**DATA TO EXAMINE**

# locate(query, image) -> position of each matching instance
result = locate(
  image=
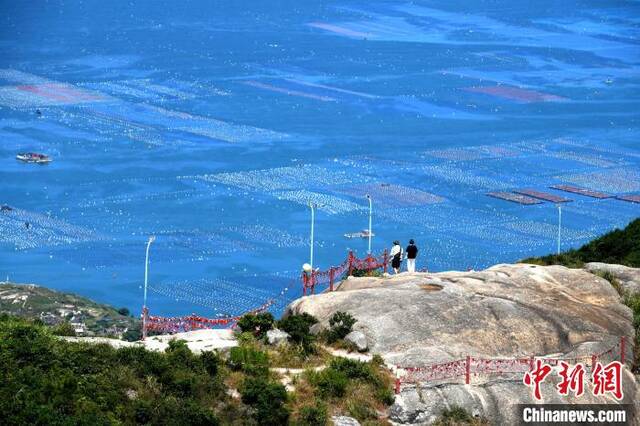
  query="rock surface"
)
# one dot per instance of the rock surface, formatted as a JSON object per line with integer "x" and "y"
{"x": 628, "y": 277}
{"x": 358, "y": 339}
{"x": 503, "y": 312}
{"x": 277, "y": 337}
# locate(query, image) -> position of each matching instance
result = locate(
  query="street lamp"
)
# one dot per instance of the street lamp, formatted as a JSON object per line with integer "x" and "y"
{"x": 370, "y": 220}
{"x": 146, "y": 275}
{"x": 313, "y": 220}
{"x": 559, "y": 225}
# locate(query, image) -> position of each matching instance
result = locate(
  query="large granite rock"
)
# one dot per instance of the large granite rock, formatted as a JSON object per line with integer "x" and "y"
{"x": 277, "y": 337}
{"x": 505, "y": 311}
{"x": 629, "y": 278}
{"x": 358, "y": 339}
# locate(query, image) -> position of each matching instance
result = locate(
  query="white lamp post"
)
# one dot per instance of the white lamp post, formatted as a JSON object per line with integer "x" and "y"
{"x": 559, "y": 225}
{"x": 370, "y": 221}
{"x": 146, "y": 276}
{"x": 313, "y": 220}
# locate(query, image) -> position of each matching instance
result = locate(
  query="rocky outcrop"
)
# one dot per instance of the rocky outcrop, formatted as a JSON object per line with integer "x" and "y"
{"x": 358, "y": 339}
{"x": 629, "y": 278}
{"x": 277, "y": 337}
{"x": 502, "y": 312}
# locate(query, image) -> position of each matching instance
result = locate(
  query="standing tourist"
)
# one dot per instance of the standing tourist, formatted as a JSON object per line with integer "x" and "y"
{"x": 396, "y": 256}
{"x": 412, "y": 253}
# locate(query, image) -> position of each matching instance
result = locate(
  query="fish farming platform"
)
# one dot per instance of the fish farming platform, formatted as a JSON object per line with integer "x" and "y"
{"x": 545, "y": 196}
{"x": 515, "y": 198}
{"x": 630, "y": 198}
{"x": 582, "y": 191}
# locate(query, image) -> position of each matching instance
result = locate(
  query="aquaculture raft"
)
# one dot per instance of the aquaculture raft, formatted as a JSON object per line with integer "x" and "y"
{"x": 543, "y": 195}
{"x": 630, "y": 198}
{"x": 515, "y": 198}
{"x": 33, "y": 157}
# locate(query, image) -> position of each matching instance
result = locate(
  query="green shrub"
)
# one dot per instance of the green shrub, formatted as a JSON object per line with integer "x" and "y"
{"x": 256, "y": 324}
{"x": 249, "y": 360}
{"x": 45, "y": 380}
{"x": 354, "y": 369}
{"x": 63, "y": 329}
{"x": 267, "y": 399}
{"x": 313, "y": 415}
{"x": 298, "y": 328}
{"x": 619, "y": 246}
{"x": 456, "y": 416}
{"x": 133, "y": 334}
{"x": 341, "y": 324}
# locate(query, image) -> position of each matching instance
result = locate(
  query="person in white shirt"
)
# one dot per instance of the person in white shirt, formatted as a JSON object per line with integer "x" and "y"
{"x": 396, "y": 256}
{"x": 412, "y": 253}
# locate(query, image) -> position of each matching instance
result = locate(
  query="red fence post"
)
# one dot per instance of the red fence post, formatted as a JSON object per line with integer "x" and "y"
{"x": 385, "y": 261}
{"x": 531, "y": 360}
{"x": 467, "y": 378}
{"x": 350, "y": 263}
{"x": 331, "y": 276}
{"x": 305, "y": 277}
{"x": 145, "y": 319}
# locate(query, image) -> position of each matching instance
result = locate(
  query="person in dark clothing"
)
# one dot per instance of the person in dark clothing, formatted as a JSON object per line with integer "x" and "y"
{"x": 396, "y": 256}
{"x": 412, "y": 253}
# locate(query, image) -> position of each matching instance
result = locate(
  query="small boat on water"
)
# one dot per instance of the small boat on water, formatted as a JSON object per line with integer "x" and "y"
{"x": 362, "y": 234}
{"x": 33, "y": 157}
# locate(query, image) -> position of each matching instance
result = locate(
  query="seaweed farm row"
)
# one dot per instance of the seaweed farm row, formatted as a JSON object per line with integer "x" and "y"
{"x": 532, "y": 196}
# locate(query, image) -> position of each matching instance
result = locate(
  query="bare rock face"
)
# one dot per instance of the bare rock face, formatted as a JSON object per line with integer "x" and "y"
{"x": 277, "y": 337}
{"x": 502, "y": 312}
{"x": 358, "y": 339}
{"x": 629, "y": 278}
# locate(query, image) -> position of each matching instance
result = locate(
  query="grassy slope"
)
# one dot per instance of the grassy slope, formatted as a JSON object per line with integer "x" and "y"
{"x": 620, "y": 246}
{"x": 45, "y": 380}
{"x": 29, "y": 301}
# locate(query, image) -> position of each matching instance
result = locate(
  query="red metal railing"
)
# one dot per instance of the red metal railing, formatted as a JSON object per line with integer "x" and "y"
{"x": 330, "y": 276}
{"x": 478, "y": 366}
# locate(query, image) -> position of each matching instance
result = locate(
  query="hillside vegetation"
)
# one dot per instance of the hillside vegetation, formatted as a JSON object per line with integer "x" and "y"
{"x": 621, "y": 246}
{"x": 69, "y": 313}
{"x": 47, "y": 381}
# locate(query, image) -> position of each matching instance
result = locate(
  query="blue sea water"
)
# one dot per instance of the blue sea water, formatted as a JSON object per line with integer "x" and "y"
{"x": 211, "y": 125}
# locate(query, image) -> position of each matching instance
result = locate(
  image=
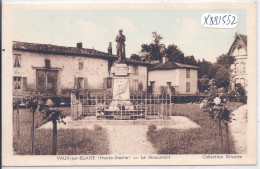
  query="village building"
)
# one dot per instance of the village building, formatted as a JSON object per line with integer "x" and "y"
{"x": 56, "y": 70}
{"x": 177, "y": 78}
{"x": 238, "y": 50}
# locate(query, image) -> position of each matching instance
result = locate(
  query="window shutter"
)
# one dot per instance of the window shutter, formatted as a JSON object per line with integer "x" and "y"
{"x": 104, "y": 83}
{"x": 24, "y": 83}
{"x": 75, "y": 83}
{"x": 85, "y": 83}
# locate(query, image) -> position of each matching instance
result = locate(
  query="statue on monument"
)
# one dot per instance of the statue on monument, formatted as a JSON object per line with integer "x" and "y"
{"x": 120, "y": 47}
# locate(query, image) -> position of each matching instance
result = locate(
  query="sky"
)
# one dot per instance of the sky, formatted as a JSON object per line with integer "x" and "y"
{"x": 96, "y": 28}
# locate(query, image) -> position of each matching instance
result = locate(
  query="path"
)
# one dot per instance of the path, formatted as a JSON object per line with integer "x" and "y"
{"x": 238, "y": 129}
{"x": 130, "y": 136}
{"x": 129, "y": 139}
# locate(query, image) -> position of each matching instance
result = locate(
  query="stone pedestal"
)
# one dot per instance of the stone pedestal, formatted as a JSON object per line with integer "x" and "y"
{"x": 121, "y": 93}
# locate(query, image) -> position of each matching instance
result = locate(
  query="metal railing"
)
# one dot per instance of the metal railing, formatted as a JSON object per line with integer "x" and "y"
{"x": 138, "y": 106}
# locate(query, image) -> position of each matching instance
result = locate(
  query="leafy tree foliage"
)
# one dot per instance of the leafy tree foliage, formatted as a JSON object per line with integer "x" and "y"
{"x": 190, "y": 60}
{"x": 203, "y": 84}
{"x": 222, "y": 77}
{"x": 225, "y": 60}
{"x": 206, "y": 69}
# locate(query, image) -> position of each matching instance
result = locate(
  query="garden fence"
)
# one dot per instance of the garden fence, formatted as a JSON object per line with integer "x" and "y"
{"x": 144, "y": 106}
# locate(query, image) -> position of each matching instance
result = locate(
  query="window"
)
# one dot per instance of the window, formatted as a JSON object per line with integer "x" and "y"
{"x": 17, "y": 83}
{"x": 237, "y": 68}
{"x": 17, "y": 60}
{"x": 47, "y": 63}
{"x": 109, "y": 82}
{"x": 187, "y": 86}
{"x": 135, "y": 85}
{"x": 135, "y": 70}
{"x": 81, "y": 65}
{"x": 80, "y": 83}
{"x": 187, "y": 73}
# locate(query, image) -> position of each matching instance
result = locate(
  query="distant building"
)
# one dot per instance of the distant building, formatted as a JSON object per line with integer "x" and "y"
{"x": 175, "y": 77}
{"x": 55, "y": 70}
{"x": 238, "y": 49}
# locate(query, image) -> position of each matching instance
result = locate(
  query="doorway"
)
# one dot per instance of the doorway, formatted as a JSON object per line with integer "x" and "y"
{"x": 46, "y": 81}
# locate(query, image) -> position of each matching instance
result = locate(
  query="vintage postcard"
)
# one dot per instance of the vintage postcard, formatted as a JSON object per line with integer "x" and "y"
{"x": 129, "y": 84}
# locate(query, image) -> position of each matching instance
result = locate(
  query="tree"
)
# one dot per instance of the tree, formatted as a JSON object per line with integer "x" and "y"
{"x": 54, "y": 115}
{"x": 206, "y": 69}
{"x": 135, "y": 57}
{"x": 203, "y": 84}
{"x": 174, "y": 54}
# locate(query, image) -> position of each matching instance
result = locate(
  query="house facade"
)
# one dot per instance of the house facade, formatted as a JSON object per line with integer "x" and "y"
{"x": 238, "y": 50}
{"x": 57, "y": 70}
{"x": 178, "y": 78}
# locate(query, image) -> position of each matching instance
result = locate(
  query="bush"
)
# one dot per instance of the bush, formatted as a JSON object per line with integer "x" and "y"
{"x": 152, "y": 127}
{"x": 98, "y": 128}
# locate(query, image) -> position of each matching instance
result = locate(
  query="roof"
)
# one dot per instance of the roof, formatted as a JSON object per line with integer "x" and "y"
{"x": 59, "y": 50}
{"x": 170, "y": 66}
{"x": 238, "y": 37}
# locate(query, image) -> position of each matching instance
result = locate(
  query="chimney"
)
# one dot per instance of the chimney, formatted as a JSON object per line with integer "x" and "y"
{"x": 109, "y": 49}
{"x": 79, "y": 45}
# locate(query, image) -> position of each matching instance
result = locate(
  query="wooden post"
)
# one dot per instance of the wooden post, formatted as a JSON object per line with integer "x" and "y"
{"x": 227, "y": 139}
{"x": 145, "y": 106}
{"x": 220, "y": 132}
{"x": 96, "y": 105}
{"x": 54, "y": 137}
{"x": 170, "y": 104}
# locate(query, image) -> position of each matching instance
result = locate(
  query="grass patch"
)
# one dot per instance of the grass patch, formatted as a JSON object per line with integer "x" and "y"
{"x": 204, "y": 140}
{"x": 70, "y": 141}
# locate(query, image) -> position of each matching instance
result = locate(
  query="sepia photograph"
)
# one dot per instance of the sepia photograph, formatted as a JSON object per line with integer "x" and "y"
{"x": 110, "y": 84}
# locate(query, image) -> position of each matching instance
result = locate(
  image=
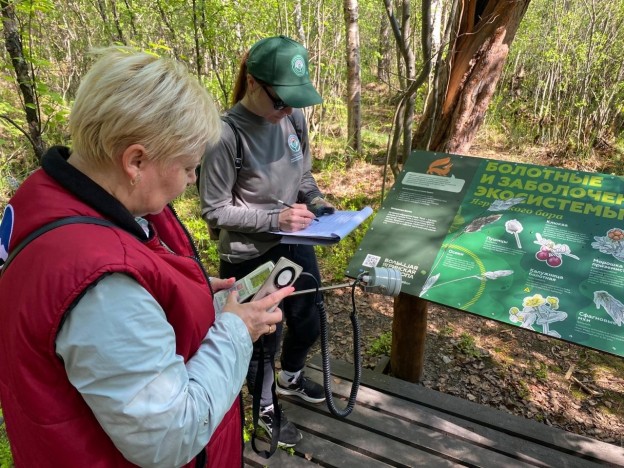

**DESCRIPTION OF THE TASK**
Write out, word for word, the line containing "# one dot per instance of the roof, formatted" and each line after it to the end of the data, and nothing more. Drop the pictures.

**SOLUTION TO THIS PROBLEM**
# one dot per instance of the roof, formatted as a JSON object per line with integer "x" and "y"
{"x": 59, "y": 50}
{"x": 170, "y": 66}
{"x": 238, "y": 37}
# locate(query, image) -> position of each matching instance
result = locate(
  query="chimney"
)
# one dot per instance of the chimney, formatted as a JSON object per line with integer "x" and "y"
{"x": 109, "y": 49}
{"x": 79, "y": 45}
# locate(query, image) -> position of each matching instance
result = locate(
  query="wooden post"
)
# one dot per instance of the wooden post, formatted as a JSON object per line with integer "x" and "y"
{"x": 227, "y": 139}
{"x": 145, "y": 106}
{"x": 220, "y": 132}
{"x": 96, "y": 105}
{"x": 54, "y": 137}
{"x": 170, "y": 104}
# locate(query, image) -> position of each matching instance
result = locate(
  query="grass patch"
)
# one dot per instance of the grass patch, formatted as a JSON object per line with integer "x" and "y"
{"x": 204, "y": 140}
{"x": 70, "y": 141}
# locate(query, image) -> position of each matching instance
result = locate(
  query="sepia photograph"
)
# one dot per instance of the sepia photograph, formatted as a JSON object per line with integer "x" and "y"
{"x": 110, "y": 84}
# locate(query, image) -> position of each matching instance
result = locate(
  image=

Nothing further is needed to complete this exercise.